● **Задание A**:
Ответьте по отрывку о смерти Сталина на три вопроса, помечая ответы так же, как вопросы:
(i) Какого числа хоронили Сталина?
(ii) Сколько человек собралось на именинах Ляли 24 июля 1953 года?
(iii) Когда Слуцкий стал широко известным поэтом?
● **Задание B**:
Выведите без изменений часть отрывка о смерти Сталина от слов «В середине 50-х» до слов «появилась собственная квартира.» включительно.

5 марта 1953 умер Сталин… С этого светлого дня однонаправленный в бездну поток событий остановился. А затем течение их пошло вспять.
9 марта хоронили Сталина. С женой Линой мы пытались попасть в Колонный зал Дома союзов, но узнали, что путь к центру закрыт, и решили вместо похорон отметить «крестины». У Самойловых родился сын, которого мы еще не видели. Нам удалось дойти до их дома. В комнате уже собралось много людей, кажется, был и Борис. Точно не помню, может быть, он пришел позже. Дезик организовал застолье — поминки, и его друзья и Лялины подруги беспечно пили водку и оживленно обсуждали, гадали, что еще случится на нашем суровом и загадочном веку. Настроение было хорошим, приподнятым. Все интуитивно чувствовали, что худшее позади…
24 июля 1953 года в день именин Ляли на даче Самойловых было многолюдное, щедрое застолье. Собралось человек 25–30. Среди гостей был Борис. Было шумно и весело. Рядом с Борисом сидел Сергей Наровчатов, не пропускавший ни одного тоста и даже полутоста. За ним тянулся малопьющий Борис. Вскоре он захмелел и заснул, но неглубоко — часто пробуждался, включался в застолье и, заметив меня, обращался с просьбой: «Витя, ты опыты проводишь, оживляешь! Прошу тебя, не оживляй товарища Сталина!» Я его заверял, что этого делать не буду. Борис снова засыпал, просыпался, и эта сцена повторялась.
В середине 50-х годов Слуцкий стал широко известным поэтом. Его гражданские стихи были весьма популярны, так как оказались созвучны оттепели, началу официального разоблачения культа Сталина. Борис женился. Его жизнь наладилась. У него появилась собственная квартира.

● **Предоставленный материал**:
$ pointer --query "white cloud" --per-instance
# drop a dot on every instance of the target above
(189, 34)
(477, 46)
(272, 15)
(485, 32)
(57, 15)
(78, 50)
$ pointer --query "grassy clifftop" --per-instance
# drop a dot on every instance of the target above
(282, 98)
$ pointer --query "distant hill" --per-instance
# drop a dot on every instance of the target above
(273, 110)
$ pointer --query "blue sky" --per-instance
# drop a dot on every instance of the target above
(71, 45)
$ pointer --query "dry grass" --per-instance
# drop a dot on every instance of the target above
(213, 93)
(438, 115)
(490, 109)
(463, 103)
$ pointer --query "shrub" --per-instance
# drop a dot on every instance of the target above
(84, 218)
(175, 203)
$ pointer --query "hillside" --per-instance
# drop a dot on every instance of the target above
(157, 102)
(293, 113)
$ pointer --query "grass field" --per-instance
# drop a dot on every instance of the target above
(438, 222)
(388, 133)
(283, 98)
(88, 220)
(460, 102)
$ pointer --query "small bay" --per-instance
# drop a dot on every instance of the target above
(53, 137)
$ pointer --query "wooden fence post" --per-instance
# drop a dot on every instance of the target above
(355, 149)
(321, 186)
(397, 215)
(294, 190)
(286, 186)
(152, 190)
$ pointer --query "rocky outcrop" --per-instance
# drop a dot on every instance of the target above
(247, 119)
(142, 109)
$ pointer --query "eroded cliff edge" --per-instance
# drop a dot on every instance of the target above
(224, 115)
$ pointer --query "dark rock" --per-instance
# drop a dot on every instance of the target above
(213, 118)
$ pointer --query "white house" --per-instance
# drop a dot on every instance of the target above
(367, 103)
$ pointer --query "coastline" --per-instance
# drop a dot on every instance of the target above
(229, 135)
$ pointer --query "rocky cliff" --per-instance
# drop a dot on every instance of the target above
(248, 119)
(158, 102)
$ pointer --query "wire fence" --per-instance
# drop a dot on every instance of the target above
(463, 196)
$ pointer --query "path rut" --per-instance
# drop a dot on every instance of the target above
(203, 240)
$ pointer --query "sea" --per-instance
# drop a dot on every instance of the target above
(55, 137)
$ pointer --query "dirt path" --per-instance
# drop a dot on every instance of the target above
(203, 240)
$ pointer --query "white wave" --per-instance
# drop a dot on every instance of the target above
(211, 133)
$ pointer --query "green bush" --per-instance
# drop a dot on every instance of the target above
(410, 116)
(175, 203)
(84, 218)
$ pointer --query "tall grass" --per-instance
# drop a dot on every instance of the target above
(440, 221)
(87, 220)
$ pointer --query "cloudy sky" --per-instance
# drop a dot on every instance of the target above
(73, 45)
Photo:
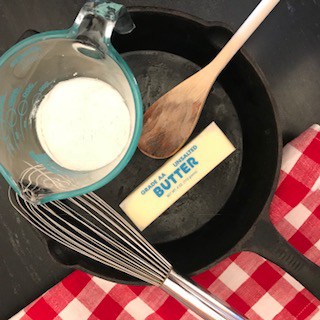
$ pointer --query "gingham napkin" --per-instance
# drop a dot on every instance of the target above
(249, 283)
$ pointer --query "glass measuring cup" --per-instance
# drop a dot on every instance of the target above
(30, 69)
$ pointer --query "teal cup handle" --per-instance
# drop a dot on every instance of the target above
(30, 69)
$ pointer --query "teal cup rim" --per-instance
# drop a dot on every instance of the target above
(70, 34)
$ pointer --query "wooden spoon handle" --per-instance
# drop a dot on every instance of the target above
(241, 36)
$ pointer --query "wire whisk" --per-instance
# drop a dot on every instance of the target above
(91, 227)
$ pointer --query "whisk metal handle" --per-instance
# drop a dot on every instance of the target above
(197, 299)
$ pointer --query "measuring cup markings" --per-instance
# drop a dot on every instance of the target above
(28, 52)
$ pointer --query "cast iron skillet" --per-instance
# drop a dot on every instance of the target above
(227, 212)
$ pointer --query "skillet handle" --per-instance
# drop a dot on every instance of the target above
(268, 243)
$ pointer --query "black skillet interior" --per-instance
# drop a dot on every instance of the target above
(206, 223)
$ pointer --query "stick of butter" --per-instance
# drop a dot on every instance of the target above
(179, 174)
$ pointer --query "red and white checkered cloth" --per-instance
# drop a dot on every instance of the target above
(249, 283)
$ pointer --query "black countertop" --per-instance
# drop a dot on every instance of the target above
(287, 50)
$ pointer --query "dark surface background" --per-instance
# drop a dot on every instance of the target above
(286, 48)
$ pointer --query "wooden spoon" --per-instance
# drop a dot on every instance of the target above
(169, 122)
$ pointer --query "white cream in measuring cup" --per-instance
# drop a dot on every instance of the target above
(83, 124)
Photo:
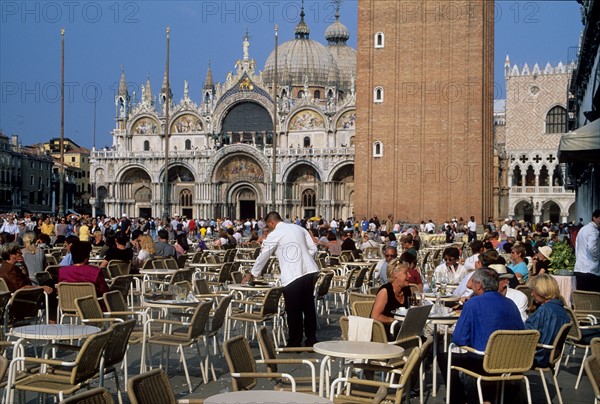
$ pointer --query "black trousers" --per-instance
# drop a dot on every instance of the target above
(300, 310)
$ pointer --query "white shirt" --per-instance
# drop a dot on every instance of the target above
(294, 249)
(586, 250)
(520, 300)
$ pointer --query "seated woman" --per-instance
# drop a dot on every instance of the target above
(549, 317)
(81, 271)
(392, 295)
(414, 275)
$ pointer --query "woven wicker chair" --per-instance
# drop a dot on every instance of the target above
(242, 365)
(586, 305)
(82, 370)
(508, 355)
(181, 335)
(578, 339)
(24, 307)
(269, 353)
(98, 395)
(355, 395)
(592, 369)
(153, 387)
(67, 293)
(556, 351)
(269, 311)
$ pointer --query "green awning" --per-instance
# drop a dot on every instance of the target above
(581, 145)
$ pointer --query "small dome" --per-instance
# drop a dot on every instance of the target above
(337, 32)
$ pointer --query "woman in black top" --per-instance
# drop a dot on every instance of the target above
(392, 295)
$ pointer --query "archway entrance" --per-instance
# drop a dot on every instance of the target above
(246, 202)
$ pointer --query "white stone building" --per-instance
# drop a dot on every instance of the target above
(535, 118)
(220, 146)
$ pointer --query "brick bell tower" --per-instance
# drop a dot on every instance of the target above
(424, 132)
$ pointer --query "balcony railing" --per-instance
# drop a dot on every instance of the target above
(538, 190)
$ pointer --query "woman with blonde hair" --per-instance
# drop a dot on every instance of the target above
(147, 249)
(392, 295)
(549, 316)
(33, 256)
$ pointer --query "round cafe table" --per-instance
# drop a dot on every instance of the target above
(352, 350)
(265, 396)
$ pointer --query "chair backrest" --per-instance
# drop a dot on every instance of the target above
(118, 342)
(558, 343)
(115, 301)
(118, 268)
(585, 301)
(592, 369)
(150, 388)
(201, 286)
(3, 286)
(219, 315)
(89, 356)
(88, 308)
(99, 395)
(323, 284)
(69, 291)
(239, 359)
(575, 333)
(414, 321)
(199, 320)
(271, 301)
(363, 308)
(509, 351)
(23, 307)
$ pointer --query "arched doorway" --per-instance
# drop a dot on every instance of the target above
(524, 210)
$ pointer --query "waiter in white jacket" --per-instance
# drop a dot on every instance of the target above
(295, 251)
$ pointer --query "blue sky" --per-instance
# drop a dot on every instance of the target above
(103, 35)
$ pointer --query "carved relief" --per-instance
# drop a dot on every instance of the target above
(307, 120)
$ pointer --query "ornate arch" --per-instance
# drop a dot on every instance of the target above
(286, 174)
(230, 101)
(219, 157)
(145, 124)
(335, 169)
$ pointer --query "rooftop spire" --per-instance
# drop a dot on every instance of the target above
(302, 31)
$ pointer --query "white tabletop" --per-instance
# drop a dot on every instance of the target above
(358, 349)
(54, 331)
(247, 288)
(265, 396)
(164, 272)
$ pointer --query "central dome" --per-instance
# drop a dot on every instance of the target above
(302, 57)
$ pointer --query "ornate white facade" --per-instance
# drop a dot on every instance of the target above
(533, 121)
(220, 148)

● **Ответ на задание A**:
(i) 9 марта.
(ii) 25–30 человек.
(iii) В середине 50-х годов.

● **Ответ на задание B**:
В середине 50-х годов Слуцкий стал широко известным поэтом. Его гражданские стихи были весьма популярны, так как оказались созвучны оттепели, началу официального разоблачения культа Сталина. Борис женился. Его жизнь наладилась. У него появилась собственная квартира.